Scan the records below for the line with "the grassy bank" and the line with "the mare's front". Repeat those two lines and every line between them exactly, and nothing else.

(Beginning of DATASET RECORDS)

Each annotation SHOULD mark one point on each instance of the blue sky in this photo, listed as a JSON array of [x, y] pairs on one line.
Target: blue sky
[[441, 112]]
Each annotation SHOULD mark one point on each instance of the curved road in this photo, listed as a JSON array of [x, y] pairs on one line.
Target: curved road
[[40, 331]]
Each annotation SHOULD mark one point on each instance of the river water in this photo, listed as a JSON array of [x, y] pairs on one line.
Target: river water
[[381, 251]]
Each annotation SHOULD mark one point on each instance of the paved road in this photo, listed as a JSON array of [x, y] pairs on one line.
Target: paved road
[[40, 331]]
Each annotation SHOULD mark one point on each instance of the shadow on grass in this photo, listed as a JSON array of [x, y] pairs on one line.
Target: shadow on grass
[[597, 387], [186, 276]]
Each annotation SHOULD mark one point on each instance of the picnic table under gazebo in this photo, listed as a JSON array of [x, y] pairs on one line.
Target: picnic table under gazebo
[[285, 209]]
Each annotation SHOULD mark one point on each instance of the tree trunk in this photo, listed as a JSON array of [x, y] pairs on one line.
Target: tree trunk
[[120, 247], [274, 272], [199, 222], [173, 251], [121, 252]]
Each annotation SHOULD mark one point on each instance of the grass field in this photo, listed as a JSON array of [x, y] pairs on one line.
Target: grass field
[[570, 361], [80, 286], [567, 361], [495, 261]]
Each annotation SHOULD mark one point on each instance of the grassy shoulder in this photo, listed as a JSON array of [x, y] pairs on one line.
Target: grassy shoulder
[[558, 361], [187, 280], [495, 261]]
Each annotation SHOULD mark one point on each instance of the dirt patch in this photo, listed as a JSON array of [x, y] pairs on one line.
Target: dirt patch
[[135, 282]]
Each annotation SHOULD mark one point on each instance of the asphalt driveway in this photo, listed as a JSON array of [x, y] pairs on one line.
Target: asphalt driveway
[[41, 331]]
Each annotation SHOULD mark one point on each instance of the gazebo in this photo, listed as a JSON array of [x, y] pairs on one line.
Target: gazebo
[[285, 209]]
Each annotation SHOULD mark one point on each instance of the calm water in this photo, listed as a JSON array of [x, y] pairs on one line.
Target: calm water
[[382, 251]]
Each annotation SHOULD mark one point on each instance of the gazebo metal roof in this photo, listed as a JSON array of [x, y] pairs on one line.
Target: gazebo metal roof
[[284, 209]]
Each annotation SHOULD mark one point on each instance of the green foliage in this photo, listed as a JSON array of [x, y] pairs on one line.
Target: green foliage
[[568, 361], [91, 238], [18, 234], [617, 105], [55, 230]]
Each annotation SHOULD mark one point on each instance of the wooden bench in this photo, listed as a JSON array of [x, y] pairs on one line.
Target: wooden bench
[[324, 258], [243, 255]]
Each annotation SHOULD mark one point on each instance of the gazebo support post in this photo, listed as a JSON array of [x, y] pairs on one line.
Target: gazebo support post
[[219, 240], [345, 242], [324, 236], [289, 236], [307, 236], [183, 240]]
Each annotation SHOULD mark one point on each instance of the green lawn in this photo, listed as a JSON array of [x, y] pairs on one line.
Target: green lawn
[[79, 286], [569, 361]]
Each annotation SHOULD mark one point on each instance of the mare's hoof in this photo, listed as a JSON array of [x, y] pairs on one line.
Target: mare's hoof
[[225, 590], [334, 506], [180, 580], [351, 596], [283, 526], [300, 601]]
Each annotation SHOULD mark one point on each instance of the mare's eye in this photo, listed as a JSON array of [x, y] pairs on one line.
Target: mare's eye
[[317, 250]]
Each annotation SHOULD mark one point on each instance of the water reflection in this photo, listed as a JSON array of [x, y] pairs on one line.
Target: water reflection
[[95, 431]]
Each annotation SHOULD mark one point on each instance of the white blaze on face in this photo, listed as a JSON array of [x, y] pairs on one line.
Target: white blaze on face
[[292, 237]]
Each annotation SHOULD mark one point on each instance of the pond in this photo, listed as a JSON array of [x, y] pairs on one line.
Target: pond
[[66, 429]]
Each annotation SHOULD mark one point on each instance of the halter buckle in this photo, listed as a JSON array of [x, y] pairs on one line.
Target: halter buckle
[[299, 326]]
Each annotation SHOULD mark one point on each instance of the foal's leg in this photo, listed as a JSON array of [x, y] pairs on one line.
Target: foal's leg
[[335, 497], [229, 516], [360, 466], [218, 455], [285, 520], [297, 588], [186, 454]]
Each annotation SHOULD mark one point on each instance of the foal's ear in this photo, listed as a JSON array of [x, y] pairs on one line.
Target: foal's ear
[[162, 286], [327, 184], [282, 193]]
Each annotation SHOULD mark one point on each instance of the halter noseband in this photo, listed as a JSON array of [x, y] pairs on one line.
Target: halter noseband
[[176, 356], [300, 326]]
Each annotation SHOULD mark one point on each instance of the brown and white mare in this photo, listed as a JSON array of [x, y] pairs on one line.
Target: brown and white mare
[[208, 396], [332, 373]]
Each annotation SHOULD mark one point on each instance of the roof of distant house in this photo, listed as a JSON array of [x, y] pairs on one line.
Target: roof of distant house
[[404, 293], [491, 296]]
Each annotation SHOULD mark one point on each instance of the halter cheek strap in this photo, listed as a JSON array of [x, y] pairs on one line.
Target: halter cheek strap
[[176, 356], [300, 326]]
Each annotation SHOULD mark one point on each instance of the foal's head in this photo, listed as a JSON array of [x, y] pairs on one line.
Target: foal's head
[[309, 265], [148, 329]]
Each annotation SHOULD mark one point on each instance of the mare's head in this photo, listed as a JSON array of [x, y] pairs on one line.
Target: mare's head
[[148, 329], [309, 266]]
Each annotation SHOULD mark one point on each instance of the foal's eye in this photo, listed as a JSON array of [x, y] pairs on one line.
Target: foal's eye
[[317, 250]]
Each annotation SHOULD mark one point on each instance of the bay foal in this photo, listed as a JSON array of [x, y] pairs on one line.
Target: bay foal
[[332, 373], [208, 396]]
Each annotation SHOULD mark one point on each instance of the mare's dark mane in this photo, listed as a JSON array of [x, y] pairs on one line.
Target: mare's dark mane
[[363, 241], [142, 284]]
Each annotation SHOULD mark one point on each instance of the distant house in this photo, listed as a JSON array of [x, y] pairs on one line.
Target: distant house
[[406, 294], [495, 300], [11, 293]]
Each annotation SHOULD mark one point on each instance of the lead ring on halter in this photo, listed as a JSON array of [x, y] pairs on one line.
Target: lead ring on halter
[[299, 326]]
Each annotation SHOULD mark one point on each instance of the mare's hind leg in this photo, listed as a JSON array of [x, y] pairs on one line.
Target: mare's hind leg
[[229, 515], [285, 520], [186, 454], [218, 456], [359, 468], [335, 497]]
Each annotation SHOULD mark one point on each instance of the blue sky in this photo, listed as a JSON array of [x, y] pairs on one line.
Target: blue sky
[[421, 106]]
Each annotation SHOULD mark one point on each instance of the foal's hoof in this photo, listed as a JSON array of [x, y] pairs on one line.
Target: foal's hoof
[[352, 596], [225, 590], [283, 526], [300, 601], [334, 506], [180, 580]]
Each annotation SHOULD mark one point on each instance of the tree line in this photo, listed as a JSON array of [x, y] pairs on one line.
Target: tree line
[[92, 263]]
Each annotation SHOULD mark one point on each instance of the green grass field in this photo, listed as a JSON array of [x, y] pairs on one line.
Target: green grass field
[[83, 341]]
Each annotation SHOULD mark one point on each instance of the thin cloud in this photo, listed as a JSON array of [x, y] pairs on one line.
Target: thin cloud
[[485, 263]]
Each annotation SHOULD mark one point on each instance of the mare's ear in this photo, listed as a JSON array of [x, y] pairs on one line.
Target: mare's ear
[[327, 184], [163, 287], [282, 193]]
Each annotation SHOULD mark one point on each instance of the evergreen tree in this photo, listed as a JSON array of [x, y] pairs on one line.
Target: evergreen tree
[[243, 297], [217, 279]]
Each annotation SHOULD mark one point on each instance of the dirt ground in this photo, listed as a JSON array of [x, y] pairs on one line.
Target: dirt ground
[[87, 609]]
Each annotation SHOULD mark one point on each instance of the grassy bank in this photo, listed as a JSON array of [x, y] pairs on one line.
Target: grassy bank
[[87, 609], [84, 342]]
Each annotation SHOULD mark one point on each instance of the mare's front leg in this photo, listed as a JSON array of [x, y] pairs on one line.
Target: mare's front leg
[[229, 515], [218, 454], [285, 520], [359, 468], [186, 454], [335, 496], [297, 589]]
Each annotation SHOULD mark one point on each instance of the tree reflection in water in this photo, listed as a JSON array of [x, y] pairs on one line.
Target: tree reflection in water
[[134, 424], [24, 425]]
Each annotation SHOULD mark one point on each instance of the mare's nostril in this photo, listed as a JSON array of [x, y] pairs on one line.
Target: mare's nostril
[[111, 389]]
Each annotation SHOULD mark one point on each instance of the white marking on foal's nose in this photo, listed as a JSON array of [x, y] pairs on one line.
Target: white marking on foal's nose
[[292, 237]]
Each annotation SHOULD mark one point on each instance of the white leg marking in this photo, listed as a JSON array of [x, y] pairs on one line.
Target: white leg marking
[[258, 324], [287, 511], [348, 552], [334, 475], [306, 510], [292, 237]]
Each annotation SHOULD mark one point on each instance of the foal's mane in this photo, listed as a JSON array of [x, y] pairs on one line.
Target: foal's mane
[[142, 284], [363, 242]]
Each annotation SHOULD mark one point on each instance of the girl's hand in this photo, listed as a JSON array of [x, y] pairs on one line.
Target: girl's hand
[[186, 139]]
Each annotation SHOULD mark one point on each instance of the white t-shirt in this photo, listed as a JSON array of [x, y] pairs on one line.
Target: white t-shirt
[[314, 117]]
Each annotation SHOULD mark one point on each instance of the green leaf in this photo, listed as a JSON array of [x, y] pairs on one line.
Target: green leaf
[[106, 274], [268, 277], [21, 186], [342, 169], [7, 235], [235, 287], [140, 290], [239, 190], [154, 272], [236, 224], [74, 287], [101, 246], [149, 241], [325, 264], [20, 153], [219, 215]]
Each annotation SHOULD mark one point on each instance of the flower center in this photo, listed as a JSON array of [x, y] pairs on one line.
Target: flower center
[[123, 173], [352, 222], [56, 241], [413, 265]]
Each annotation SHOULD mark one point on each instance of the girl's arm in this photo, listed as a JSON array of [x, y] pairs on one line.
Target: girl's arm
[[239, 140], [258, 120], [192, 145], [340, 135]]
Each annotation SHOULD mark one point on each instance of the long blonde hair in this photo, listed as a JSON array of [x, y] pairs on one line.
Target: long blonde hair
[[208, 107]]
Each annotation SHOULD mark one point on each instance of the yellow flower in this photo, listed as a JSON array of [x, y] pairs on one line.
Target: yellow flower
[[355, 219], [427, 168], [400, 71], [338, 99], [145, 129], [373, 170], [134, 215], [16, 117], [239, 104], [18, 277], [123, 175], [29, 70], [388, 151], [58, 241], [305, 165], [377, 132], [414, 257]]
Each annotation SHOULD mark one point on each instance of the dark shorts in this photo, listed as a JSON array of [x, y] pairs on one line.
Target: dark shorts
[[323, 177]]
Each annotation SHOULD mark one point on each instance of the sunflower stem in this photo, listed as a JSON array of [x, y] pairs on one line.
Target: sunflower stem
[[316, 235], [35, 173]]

(End of DATASET RECORDS)

ANSWER:
Each annotation SHOULD mark one point on each instance of the grassy bank in this photo, listed as a JSON array of [x, y] pairs on one line.
Target: grassy bank
[[87, 609], [84, 342]]
Each annotation SHOULD mark one point on each instance of the mare's front leg in this photo, listed as a JSON array of [x, y] pairs on one line.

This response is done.